- [AIM OF THE TASK] Return each line of the records below in which the string "ball" turns up.

- [EXCERPTED DATA]
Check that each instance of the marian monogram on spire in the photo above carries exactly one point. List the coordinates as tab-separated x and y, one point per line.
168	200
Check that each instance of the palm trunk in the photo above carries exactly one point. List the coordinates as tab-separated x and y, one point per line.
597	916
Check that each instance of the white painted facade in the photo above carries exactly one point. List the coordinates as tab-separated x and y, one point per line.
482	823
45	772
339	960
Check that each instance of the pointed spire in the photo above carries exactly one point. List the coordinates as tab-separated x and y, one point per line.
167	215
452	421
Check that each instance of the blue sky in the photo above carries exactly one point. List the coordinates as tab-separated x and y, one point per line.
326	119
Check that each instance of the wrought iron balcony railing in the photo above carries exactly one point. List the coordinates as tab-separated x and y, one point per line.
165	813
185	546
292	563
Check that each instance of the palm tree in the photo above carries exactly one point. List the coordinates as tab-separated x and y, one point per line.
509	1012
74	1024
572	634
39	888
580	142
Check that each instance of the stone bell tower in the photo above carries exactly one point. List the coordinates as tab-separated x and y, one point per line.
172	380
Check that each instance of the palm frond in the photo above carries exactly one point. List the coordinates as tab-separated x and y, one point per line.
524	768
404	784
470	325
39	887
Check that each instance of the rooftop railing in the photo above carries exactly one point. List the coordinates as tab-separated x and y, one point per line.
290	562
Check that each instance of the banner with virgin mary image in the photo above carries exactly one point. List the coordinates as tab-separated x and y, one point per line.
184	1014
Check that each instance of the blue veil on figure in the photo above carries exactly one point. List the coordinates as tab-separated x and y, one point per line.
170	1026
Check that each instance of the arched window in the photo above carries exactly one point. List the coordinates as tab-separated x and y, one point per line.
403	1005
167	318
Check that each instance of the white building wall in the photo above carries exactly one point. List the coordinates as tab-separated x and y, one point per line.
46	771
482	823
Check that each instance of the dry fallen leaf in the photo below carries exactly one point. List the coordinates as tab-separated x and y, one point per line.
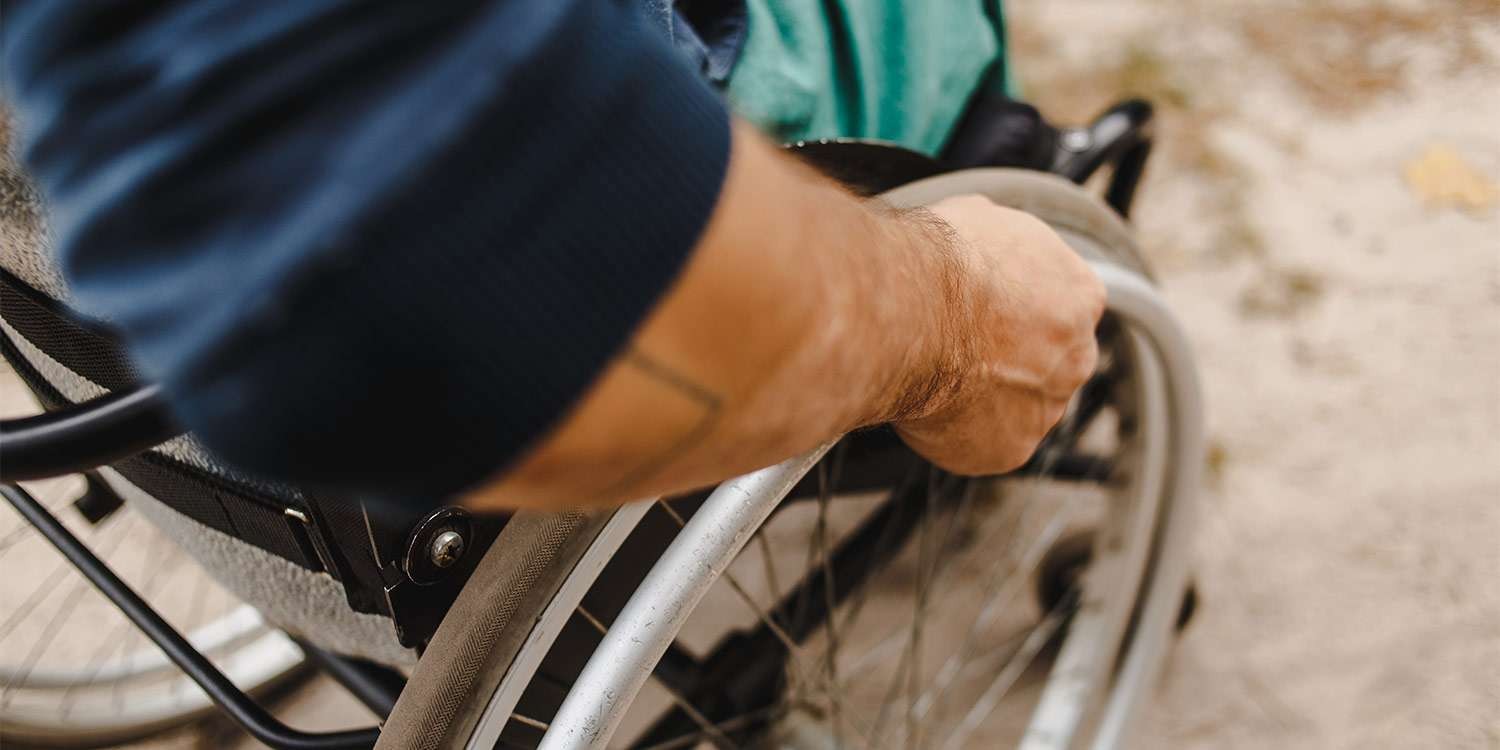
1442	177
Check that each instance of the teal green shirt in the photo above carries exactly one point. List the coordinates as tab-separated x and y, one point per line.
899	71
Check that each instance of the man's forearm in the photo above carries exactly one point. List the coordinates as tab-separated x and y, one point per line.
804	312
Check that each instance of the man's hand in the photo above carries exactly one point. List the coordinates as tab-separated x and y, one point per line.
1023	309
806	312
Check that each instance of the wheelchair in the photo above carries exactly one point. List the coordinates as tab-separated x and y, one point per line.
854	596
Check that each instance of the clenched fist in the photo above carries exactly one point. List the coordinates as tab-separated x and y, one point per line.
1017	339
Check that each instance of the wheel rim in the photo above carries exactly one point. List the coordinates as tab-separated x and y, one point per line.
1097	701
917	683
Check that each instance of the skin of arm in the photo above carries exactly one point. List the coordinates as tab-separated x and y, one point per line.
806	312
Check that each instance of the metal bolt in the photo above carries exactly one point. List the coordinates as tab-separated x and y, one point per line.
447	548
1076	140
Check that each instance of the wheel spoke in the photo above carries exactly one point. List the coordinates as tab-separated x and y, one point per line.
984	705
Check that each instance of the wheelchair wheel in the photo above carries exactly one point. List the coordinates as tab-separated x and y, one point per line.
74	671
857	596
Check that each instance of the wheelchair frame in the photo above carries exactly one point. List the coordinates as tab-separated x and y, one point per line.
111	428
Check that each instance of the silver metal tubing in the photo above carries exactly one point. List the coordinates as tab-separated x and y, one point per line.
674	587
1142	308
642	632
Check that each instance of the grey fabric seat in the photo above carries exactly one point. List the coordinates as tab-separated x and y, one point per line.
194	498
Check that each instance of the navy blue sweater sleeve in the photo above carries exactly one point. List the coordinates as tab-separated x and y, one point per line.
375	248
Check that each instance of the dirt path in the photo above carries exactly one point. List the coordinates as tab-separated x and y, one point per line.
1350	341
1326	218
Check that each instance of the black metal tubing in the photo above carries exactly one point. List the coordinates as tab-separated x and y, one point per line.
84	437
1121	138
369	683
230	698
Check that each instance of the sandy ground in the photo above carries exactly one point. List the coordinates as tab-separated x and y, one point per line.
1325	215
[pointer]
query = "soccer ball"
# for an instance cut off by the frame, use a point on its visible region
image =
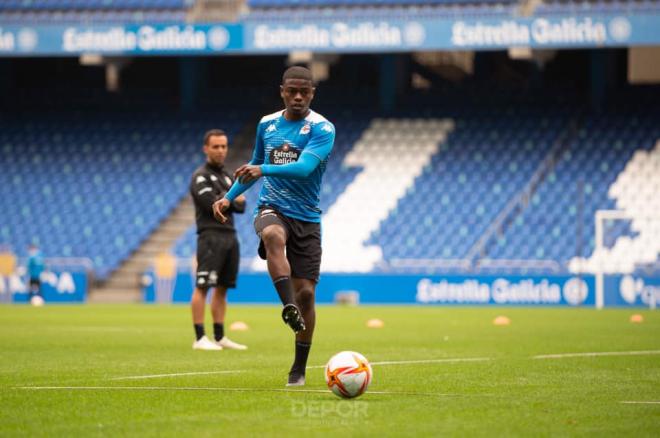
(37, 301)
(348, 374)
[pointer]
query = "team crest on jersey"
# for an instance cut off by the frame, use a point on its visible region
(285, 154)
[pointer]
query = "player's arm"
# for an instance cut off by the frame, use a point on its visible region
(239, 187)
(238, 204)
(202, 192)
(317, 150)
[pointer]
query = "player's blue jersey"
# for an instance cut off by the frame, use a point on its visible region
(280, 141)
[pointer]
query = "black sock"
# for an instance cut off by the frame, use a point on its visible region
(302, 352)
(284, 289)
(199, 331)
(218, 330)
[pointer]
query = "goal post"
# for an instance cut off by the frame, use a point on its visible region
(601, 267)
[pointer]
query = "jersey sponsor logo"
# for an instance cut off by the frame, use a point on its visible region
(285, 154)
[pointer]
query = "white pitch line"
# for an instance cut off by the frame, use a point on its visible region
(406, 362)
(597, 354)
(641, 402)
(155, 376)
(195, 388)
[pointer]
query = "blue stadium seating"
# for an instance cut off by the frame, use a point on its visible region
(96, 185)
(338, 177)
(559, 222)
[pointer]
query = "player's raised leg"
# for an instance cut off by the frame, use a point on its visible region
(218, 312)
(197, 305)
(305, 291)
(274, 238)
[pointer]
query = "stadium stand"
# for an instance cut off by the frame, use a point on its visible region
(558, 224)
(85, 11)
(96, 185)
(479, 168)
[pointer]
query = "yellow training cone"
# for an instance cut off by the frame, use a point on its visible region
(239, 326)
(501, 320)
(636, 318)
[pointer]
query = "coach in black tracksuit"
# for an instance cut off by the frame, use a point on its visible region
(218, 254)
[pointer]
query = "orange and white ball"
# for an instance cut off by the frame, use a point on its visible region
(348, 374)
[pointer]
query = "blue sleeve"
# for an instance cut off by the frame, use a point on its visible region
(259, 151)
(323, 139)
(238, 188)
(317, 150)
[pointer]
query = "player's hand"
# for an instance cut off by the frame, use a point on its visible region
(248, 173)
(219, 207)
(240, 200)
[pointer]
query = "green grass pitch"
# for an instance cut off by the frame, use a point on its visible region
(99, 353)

--

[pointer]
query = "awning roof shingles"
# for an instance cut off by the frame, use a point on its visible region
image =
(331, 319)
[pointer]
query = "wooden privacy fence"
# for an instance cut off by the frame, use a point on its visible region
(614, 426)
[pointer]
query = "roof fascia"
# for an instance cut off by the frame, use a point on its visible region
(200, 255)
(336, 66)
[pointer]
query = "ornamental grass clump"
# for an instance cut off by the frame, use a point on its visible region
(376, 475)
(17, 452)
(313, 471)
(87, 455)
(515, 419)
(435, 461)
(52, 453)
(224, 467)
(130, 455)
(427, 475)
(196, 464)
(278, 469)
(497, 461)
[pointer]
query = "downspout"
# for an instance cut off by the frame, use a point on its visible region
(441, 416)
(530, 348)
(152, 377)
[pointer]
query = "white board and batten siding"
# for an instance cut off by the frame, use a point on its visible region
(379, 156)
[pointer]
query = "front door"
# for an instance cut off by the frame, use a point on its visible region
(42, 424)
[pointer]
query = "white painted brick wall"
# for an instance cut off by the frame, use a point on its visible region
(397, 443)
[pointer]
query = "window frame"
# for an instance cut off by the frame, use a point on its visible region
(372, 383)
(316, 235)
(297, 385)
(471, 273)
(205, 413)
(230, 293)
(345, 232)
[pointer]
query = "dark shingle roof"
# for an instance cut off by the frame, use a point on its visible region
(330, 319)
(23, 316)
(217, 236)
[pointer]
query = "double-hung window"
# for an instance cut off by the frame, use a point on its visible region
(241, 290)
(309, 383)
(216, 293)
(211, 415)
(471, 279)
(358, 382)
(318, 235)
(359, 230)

- [TASK RESULT]
query = "soccer ball"
query = "orange and white ball"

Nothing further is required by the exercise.